-- START TASK INPUTS --

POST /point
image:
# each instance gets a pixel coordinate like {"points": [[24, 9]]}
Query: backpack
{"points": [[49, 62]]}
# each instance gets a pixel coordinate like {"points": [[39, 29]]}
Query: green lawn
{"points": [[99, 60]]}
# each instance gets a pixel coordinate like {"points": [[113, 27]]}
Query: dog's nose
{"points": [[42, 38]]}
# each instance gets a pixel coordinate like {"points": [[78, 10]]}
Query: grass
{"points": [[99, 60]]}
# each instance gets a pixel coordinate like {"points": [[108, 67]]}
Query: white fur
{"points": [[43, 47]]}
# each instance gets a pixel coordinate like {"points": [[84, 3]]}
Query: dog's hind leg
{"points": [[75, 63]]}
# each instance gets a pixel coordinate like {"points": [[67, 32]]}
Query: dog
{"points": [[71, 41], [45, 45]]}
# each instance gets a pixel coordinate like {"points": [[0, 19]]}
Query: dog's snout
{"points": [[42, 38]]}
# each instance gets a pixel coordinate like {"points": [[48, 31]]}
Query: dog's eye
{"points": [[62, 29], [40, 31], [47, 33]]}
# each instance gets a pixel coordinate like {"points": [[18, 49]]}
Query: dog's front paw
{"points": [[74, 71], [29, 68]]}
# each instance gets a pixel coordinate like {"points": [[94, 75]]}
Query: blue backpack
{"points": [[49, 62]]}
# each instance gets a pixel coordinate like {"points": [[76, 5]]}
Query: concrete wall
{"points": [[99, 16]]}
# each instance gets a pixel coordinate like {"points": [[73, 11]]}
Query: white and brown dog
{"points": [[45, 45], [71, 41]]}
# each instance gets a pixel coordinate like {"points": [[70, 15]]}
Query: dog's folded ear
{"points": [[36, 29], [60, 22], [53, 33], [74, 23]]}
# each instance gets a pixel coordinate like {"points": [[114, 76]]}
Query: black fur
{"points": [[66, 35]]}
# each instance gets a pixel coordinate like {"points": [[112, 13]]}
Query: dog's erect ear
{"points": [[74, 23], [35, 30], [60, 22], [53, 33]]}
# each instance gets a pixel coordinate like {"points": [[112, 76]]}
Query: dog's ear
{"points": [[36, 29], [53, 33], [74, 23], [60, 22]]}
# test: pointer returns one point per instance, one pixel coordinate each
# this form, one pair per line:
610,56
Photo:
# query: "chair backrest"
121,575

-- END TASK INPUTS --
-- START TASK INPUTS --

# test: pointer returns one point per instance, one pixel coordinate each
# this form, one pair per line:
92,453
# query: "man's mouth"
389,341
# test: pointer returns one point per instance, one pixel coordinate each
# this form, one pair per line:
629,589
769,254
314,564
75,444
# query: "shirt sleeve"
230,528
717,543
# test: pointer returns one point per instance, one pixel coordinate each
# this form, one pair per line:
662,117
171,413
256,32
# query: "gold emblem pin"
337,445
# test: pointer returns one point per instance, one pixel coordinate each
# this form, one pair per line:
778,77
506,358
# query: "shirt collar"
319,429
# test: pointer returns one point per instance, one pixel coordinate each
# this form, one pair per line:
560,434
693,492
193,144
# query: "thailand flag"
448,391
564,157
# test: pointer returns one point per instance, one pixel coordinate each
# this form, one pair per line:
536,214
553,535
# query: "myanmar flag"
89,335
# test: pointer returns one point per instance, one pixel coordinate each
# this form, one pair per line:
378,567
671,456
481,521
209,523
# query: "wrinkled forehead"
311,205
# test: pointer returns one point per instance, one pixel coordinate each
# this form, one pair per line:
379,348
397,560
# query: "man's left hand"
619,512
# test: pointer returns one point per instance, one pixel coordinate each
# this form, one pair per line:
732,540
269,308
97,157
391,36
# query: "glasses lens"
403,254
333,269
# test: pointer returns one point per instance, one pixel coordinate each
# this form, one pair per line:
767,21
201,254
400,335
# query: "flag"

-- END TASK INPUTS --

Count the lines in the records above that contain the word "white". Give only the number.

▸ RESULT FOR THIS TASK: 2